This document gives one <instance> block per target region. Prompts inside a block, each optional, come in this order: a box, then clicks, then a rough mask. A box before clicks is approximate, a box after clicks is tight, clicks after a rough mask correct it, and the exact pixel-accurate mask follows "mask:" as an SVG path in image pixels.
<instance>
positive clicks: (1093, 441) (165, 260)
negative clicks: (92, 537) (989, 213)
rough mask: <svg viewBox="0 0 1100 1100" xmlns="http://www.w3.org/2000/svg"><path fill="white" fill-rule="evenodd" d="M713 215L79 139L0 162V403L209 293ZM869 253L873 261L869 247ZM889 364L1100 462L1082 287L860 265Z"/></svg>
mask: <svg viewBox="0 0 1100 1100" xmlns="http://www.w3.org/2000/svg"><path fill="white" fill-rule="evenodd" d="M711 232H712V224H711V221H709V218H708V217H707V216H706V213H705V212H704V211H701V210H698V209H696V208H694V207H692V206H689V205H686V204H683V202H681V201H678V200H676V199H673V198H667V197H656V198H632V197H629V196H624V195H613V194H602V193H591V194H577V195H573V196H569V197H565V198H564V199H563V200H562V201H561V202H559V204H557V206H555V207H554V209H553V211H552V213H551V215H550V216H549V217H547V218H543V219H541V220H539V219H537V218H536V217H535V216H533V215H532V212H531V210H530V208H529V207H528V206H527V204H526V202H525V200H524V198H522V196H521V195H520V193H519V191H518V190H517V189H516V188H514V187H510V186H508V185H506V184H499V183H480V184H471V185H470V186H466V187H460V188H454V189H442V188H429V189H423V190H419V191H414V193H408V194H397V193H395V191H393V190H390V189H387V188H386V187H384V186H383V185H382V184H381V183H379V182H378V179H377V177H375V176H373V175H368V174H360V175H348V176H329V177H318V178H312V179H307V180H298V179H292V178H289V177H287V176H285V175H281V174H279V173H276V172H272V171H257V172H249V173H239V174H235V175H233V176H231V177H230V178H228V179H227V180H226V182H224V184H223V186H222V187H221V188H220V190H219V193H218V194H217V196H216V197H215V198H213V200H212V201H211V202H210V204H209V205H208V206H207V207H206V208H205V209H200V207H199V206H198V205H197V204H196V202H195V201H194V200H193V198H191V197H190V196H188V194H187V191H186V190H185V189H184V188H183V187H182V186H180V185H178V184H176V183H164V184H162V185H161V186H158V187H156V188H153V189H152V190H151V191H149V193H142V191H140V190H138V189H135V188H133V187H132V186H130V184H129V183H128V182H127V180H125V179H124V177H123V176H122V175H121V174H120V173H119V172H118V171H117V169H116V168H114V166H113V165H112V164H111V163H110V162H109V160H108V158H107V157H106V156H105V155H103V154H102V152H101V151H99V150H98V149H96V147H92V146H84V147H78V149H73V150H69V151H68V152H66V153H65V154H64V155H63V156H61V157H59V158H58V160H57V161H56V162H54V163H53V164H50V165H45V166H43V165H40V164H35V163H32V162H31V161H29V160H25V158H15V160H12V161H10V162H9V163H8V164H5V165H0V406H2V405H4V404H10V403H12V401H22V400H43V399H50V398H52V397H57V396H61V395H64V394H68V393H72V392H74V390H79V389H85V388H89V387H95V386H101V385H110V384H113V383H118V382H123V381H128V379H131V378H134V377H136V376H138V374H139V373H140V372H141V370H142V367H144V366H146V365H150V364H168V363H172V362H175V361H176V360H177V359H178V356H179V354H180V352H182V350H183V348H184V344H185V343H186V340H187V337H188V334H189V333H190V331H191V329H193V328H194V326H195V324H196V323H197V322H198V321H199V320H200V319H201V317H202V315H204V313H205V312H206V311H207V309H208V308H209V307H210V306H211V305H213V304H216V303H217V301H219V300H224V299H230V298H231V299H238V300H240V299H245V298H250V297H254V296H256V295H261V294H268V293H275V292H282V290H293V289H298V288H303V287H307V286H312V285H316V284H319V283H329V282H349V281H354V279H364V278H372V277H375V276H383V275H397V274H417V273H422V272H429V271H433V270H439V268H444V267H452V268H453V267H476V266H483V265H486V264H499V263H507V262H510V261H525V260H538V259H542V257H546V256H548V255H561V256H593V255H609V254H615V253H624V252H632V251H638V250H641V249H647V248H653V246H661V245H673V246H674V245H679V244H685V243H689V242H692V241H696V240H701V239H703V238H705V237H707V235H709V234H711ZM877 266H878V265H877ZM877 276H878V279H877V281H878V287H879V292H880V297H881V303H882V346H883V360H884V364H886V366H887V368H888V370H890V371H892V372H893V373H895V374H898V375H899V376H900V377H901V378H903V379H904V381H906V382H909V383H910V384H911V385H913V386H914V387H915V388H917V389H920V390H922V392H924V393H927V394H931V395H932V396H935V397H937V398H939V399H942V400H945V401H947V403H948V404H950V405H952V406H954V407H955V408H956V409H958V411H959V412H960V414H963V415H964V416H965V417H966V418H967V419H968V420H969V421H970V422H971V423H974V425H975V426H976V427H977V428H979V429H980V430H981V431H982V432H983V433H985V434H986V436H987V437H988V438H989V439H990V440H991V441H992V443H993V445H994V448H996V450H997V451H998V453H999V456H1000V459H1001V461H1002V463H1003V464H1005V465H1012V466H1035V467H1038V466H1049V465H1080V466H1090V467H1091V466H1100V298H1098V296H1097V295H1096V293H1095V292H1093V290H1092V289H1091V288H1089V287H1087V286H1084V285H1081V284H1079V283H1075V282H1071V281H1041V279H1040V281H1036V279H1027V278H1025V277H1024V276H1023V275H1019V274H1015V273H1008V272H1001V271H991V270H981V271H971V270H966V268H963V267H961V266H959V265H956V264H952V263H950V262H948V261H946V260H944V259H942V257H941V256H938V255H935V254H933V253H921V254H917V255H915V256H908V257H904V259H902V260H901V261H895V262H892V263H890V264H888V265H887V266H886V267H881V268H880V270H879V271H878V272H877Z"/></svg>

_PROBLEM TO WORK ON_
Reproduce every entry above verbatim, with no changes to any character.

_ANSWER_
This document gives one <instance> block per target region. Prompts inside a block, each optional, come in this order: a box, then clicks, then a rough mask. A box before clicks is approximate, a box after clicks is tight, clicks after a rough mask correct it, and the exact pixel-accurate mask follows "mask:" as an SVG path in image pixels.
<instance>
positive clicks: (1093, 441) (165, 260)
negative clicks: (92, 537) (989, 213)
rough mask: <svg viewBox="0 0 1100 1100" xmlns="http://www.w3.org/2000/svg"><path fill="white" fill-rule="evenodd" d="M713 215L79 139L0 162V403L209 293ZM869 253L873 261L869 247ZM889 364L1100 462L1082 287L860 265Z"/></svg>
mask: <svg viewBox="0 0 1100 1100" xmlns="http://www.w3.org/2000/svg"><path fill="white" fill-rule="evenodd" d="M711 232H712V224H711V221H709V218H708V217H707V216H706V213H705V212H704V211H701V210H698V209H696V208H694V207H692V206H689V205H686V204H683V202H681V201H678V200H676V199H673V198H667V197H656V198H632V197H629V196H624V195H613V194H602V193H591V194H577V195H573V196H569V197H565V198H564V199H563V200H562V201H561V202H559V204H557V206H555V207H554V209H553V211H552V213H551V215H550V216H549V217H547V218H543V219H541V220H539V219H537V218H536V217H535V216H533V215H532V212H531V210H530V208H529V207H528V206H527V204H526V202H525V200H524V198H522V196H521V195H520V193H519V191H518V190H517V189H516V188H514V187H510V186H508V185H506V184H499V183H480V184H471V185H470V186H466V187H460V188H454V189H442V188H429V189H423V190H419V191H414V193H408V194H397V193H395V191H393V190H390V189H387V188H386V187H384V186H383V185H382V184H381V183H379V182H378V179H377V177H375V176H373V175H368V174H360V175H348V176H329V177H318V178H312V179H307V180H298V179H292V178H289V177H287V176H285V175H281V174H279V173H276V172H272V171H257V172H249V173H239V174H235V175H233V176H231V177H230V178H228V179H227V180H226V182H224V184H223V186H222V187H221V188H220V190H219V193H218V194H217V196H216V197H215V198H213V200H212V201H211V202H210V204H209V205H208V206H207V207H206V208H205V209H200V207H199V206H198V205H197V204H196V202H195V201H194V200H193V198H191V197H190V196H188V194H187V191H186V190H185V189H184V188H183V187H182V186H180V185H178V184H176V183H164V184H162V185H161V186H158V187H156V188H153V189H152V190H151V191H149V193H142V191H140V190H138V189H135V188H133V187H132V186H130V184H129V183H128V182H127V180H125V179H124V177H123V176H122V175H121V174H120V173H119V172H118V171H117V169H116V168H114V166H113V165H112V164H111V163H110V162H109V160H108V158H107V157H106V156H105V155H103V154H102V152H101V151H99V150H98V149H96V147H92V146H84V147H78V149H73V150H69V151H68V152H66V153H65V154H64V155H63V156H61V157H59V158H58V160H57V161H56V162H54V163H53V164H50V165H45V166H43V165H40V164H35V163H32V162H31V161H29V160H25V158H15V160H12V161H10V162H9V163H8V164H5V165H0V406H2V405H4V404H10V403H12V401H22V400H43V399H50V398H52V397H57V396H61V395H64V394H68V393H72V392H74V390H79V389H85V388H89V387H95V386H101V385H110V384H113V383H118V382H123V381H128V379H131V378H134V377H136V376H138V374H139V373H140V372H141V370H142V367H144V366H146V365H150V364H168V363H172V362H175V361H176V360H177V359H178V356H179V354H180V352H182V350H183V348H184V344H185V343H186V340H187V337H188V334H189V333H190V331H191V329H193V328H194V326H195V324H196V323H197V322H198V321H199V320H200V319H201V317H202V315H204V313H205V312H206V311H207V309H208V308H209V307H210V306H211V305H213V304H216V303H217V301H219V300H224V299H230V298H231V299H238V300H240V299H245V298H250V297H254V296H256V295H261V294H268V293H275V292H282V290H293V289H298V288H303V287H307V286H312V285H316V284H319V283H329V282H349V281H354V279H364V278H372V277H375V276H383V275H397V274H417V273H422V272H429V271H433V270H439V268H444V267H452V268H453V267H476V266H483V265H486V264H499V263H507V262H510V261H525V260H538V259H542V257H546V256H548V255H561V256H593V255H609V254H615V253H624V252H632V251H638V250H641V249H647V248H653V246H661V245H673V246H674V245H679V244H685V243H689V242H692V241H696V240H701V239H703V238H705V237H707V235H709V234H711ZM877 266H878V265H877ZM877 276H878V279H877V281H878V287H879V292H880V297H881V303H882V346H883V360H884V364H886V366H887V368H888V370H890V371H892V372H893V373H895V374H898V375H899V376H900V377H901V378H903V379H904V381H906V382H909V383H910V384H911V385H913V386H914V387H915V388H917V389H920V390H922V392H924V393H927V394H931V395H932V396H935V397H937V398H939V399H942V400H945V401H947V403H948V404H950V405H952V406H954V407H955V408H956V409H958V411H959V412H960V414H963V415H964V416H965V417H966V418H967V419H968V420H969V421H970V422H971V423H974V425H975V426H976V427H977V428H979V429H980V430H981V431H982V432H983V433H985V434H986V436H987V437H988V438H989V439H990V440H991V441H992V443H993V445H994V448H996V450H997V451H998V453H999V456H1000V459H1001V461H1002V463H1003V464H1005V465H1012V466H1035V467H1038V466H1049V465H1080V466H1090V467H1091V466H1100V298H1098V296H1097V295H1096V293H1095V292H1093V290H1092V289H1091V288H1089V287H1087V286H1084V285H1081V284H1079V283H1075V282H1071V281H1041V279H1040V281H1036V279H1027V278H1025V277H1024V276H1023V275H1019V274H1015V273H1008V272H1001V271H991V270H981V271H971V270H966V268H963V267H961V266H959V265H956V264H952V263H950V262H948V261H946V260H944V259H942V257H941V256H938V255H935V254H933V253H921V254H917V255H915V256H908V257H904V259H902V260H901V261H895V262H892V263H890V264H888V265H887V266H886V267H881V268H880V270H879V271H878V272H877Z"/></svg>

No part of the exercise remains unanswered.